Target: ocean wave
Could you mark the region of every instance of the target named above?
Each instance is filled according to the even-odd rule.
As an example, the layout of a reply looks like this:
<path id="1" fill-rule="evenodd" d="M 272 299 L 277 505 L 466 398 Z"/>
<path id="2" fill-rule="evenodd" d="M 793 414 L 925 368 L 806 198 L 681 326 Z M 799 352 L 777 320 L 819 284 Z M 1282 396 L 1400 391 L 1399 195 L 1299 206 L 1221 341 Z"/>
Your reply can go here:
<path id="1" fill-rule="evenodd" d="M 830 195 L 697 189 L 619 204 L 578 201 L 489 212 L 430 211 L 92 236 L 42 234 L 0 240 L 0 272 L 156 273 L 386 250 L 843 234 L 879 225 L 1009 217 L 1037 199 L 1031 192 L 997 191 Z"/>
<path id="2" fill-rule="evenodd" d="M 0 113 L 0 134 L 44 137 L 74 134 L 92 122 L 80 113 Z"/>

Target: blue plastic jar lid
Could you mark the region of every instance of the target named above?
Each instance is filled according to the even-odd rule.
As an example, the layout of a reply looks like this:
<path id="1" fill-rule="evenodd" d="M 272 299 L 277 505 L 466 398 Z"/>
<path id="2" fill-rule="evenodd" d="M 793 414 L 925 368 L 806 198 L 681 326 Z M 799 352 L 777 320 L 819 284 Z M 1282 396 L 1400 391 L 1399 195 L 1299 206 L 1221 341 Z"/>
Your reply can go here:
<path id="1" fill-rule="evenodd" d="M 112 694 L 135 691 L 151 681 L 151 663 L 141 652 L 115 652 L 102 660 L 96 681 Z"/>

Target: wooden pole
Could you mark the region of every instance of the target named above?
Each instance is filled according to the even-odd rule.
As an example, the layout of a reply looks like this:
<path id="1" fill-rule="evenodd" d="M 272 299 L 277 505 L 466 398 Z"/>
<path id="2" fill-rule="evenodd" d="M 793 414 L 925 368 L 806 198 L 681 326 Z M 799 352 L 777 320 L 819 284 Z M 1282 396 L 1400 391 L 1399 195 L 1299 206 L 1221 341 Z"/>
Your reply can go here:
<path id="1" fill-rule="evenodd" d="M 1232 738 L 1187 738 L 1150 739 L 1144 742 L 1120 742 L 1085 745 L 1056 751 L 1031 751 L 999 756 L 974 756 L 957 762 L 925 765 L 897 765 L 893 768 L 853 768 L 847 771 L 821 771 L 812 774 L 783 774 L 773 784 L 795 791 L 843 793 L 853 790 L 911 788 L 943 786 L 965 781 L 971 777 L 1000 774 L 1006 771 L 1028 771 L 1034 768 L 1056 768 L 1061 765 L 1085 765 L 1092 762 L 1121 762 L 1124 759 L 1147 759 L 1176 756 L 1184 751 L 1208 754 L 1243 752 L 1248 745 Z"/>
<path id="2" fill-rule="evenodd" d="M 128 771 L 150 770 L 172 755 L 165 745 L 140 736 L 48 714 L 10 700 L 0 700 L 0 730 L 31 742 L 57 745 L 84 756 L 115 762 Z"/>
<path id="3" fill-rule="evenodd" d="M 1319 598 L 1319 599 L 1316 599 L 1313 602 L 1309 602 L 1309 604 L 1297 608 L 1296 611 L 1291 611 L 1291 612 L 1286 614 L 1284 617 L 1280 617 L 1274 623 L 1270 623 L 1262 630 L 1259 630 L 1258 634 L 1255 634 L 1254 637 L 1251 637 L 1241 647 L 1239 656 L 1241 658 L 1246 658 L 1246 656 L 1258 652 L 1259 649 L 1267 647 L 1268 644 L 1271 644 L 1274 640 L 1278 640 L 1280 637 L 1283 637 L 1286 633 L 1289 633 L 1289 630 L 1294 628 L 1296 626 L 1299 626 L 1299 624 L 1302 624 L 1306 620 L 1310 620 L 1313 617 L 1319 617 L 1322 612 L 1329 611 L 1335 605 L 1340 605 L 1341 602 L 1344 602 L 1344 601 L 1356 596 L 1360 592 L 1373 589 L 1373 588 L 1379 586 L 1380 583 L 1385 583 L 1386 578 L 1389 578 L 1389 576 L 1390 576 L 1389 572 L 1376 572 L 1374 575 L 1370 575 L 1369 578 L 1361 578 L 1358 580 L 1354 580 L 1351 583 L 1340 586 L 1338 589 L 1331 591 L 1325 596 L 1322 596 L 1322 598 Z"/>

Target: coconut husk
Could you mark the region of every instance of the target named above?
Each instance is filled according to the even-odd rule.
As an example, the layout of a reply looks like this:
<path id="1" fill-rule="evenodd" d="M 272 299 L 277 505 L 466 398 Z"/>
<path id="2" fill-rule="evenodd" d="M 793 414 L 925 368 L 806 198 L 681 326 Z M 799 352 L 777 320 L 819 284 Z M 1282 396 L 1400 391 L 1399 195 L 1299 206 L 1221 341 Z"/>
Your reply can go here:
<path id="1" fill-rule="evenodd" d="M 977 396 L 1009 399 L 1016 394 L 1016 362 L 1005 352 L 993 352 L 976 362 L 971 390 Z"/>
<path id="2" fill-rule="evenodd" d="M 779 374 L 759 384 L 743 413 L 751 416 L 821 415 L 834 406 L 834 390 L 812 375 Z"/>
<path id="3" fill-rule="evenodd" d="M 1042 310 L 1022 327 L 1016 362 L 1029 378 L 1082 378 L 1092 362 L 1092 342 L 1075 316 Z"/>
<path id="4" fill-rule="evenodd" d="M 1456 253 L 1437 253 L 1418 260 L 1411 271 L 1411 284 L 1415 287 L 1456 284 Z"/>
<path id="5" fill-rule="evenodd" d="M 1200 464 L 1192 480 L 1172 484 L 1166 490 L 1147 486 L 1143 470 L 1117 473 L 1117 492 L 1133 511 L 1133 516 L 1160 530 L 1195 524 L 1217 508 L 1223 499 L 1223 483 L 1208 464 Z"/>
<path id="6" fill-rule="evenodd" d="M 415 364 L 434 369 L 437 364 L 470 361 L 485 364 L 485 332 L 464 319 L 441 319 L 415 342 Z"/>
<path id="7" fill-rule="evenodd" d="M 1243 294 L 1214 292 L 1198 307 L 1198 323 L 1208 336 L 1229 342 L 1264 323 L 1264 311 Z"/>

= = = = =

◆ **Work to do**:
Copy out every row above word for word, with nothing changed.

◆ **Written reply**:
Target: ocean wave
Could you mark the region of every instance of the target named above?
Each instance is filled according to the even-odd rule.
As an example, the layout of a reply looks like this:
<path id="1" fill-rule="evenodd" d="M 272 299 L 277 505 L 466 398 Z"/>
<path id="2" fill-rule="evenodd" d="M 793 414 L 925 368 L 806 198 L 681 326 Z M 799 352 L 777 320 L 819 284 Z M 1282 396 L 1400 391 L 1399 195 L 1299 206 L 1221 341 Z"/>
Your reply can go here:
<path id="1" fill-rule="evenodd" d="M 830 195 L 697 189 L 619 204 L 578 201 L 489 212 L 430 211 L 92 236 L 42 234 L 0 240 L 0 272 L 156 273 L 386 250 L 843 234 L 879 225 L 1009 217 L 1037 199 L 1031 192 L 997 191 Z"/>
<path id="2" fill-rule="evenodd" d="M 0 113 L 0 134 L 44 137 L 74 134 L 92 122 L 80 113 Z"/>

Target: blue plastic jar lid
Could you mark the region of every instance of the target named above?
Each instance is filled according to the even-odd rule.
As an example, the layout of a reply looks like this:
<path id="1" fill-rule="evenodd" d="M 272 299 L 277 505 L 466 398 Z"/>
<path id="2" fill-rule="evenodd" d="M 793 414 L 925 368 L 806 198 L 681 326 Z M 799 352 L 777 320 L 819 284 Z M 1282 396 L 1400 391 L 1399 195 L 1299 206 L 1221 341 Z"/>
Your reply can go here:
<path id="1" fill-rule="evenodd" d="M 112 694 L 135 691 L 151 681 L 151 663 L 141 652 L 115 652 L 102 660 L 96 681 Z"/>

Target: wooden pole
Could you mark the region of every instance of the target named above?
Each instance is filled according to the even-odd rule.
As an example, the layout of a reply looks like this:
<path id="1" fill-rule="evenodd" d="M 272 299 L 277 505 L 466 398 Z"/>
<path id="2" fill-rule="evenodd" d="M 793 414 L 925 368 L 806 198 L 681 326 Z M 799 352 L 777 320 L 819 284 Z M 1282 396 L 1400 391 L 1399 195 L 1299 206 L 1221 341 Z"/>
Your reply can go here:
<path id="1" fill-rule="evenodd" d="M 1232 738 L 1187 738 L 1150 739 L 1144 742 L 1120 742 L 1085 745 L 1056 751 L 1031 751 L 999 756 L 974 756 L 957 762 L 925 765 L 897 765 L 893 768 L 853 768 L 847 771 L 821 771 L 812 774 L 783 774 L 773 784 L 795 791 L 843 793 L 853 790 L 911 788 L 943 786 L 965 781 L 971 777 L 1000 774 L 1006 771 L 1028 771 L 1034 768 L 1056 768 L 1061 765 L 1085 765 L 1092 762 L 1121 762 L 1124 759 L 1147 759 L 1176 756 L 1184 751 L 1208 754 L 1243 752 L 1248 745 Z"/>
<path id="2" fill-rule="evenodd" d="M 128 771 L 150 770 L 172 755 L 165 745 L 140 736 L 48 714 L 10 700 L 0 700 L 0 730 L 31 742 L 57 745 L 84 756 L 115 762 Z"/>
<path id="3" fill-rule="evenodd" d="M 1319 598 L 1319 599 L 1316 599 L 1313 602 L 1309 602 L 1309 604 L 1297 608 L 1296 611 L 1291 611 L 1291 612 L 1286 614 L 1284 617 L 1280 617 L 1274 623 L 1270 623 L 1262 630 L 1259 630 L 1258 634 L 1255 634 L 1254 637 L 1251 637 L 1241 647 L 1239 656 L 1241 658 L 1246 658 L 1246 656 L 1258 652 L 1259 649 L 1267 647 L 1268 644 L 1271 644 L 1274 640 L 1278 640 L 1280 637 L 1283 637 L 1286 633 L 1289 633 L 1289 630 L 1294 628 L 1296 626 L 1299 626 L 1299 624 L 1302 624 L 1306 620 L 1310 620 L 1313 617 L 1319 617 L 1322 612 L 1329 611 L 1335 605 L 1340 605 L 1341 602 L 1344 602 L 1344 601 L 1356 596 L 1360 592 L 1373 589 L 1373 588 L 1379 586 L 1380 583 L 1385 583 L 1386 578 L 1389 578 L 1389 576 L 1390 576 L 1389 572 L 1376 572 L 1374 575 L 1370 575 L 1369 578 L 1361 578 L 1358 580 L 1354 580 L 1351 583 L 1340 586 L 1338 589 L 1331 591 L 1325 596 L 1322 596 L 1322 598 Z"/>

Target: coconut husk
Could you mark the region of every instance of the target named above?
Each instance is filled according to the even-odd rule.
As an example, the layout of a reply looks like this:
<path id="1" fill-rule="evenodd" d="M 272 299 L 277 505 L 466 398 Z"/>
<path id="2" fill-rule="evenodd" d="M 793 414 L 925 368 L 806 198 L 681 326 Z M 799 352 L 777 320 L 819 284 Z M 1282 396 L 1400 391 L 1399 195 L 1299 206 L 1221 341 Z"/>
Your reply can go here:
<path id="1" fill-rule="evenodd" d="M 977 396 L 1009 399 L 1016 394 L 1016 362 L 1005 352 L 993 352 L 976 362 L 971 390 Z"/>
<path id="2" fill-rule="evenodd" d="M 779 374 L 759 384 L 743 413 L 751 416 L 821 415 L 834 406 L 834 390 L 812 375 Z"/>
<path id="3" fill-rule="evenodd" d="M 1042 310 L 1022 327 L 1016 362 L 1029 378 L 1082 378 L 1092 362 L 1092 342 L 1075 316 Z"/>
<path id="4" fill-rule="evenodd" d="M 1456 253 L 1437 253 L 1418 260 L 1411 271 L 1411 284 L 1415 287 L 1456 284 Z"/>
<path id="5" fill-rule="evenodd" d="M 1200 464 L 1192 480 L 1172 484 L 1166 490 L 1147 486 L 1143 470 L 1117 473 L 1117 492 L 1133 511 L 1133 516 L 1160 530 L 1195 524 L 1217 508 L 1223 499 L 1223 483 L 1208 464 Z"/>
<path id="6" fill-rule="evenodd" d="M 415 364 L 434 369 L 437 364 L 470 361 L 485 364 L 485 332 L 464 319 L 441 319 L 415 342 Z"/>
<path id="7" fill-rule="evenodd" d="M 1243 294 L 1214 292 L 1198 307 L 1198 323 L 1208 336 L 1229 342 L 1264 323 L 1264 311 Z"/>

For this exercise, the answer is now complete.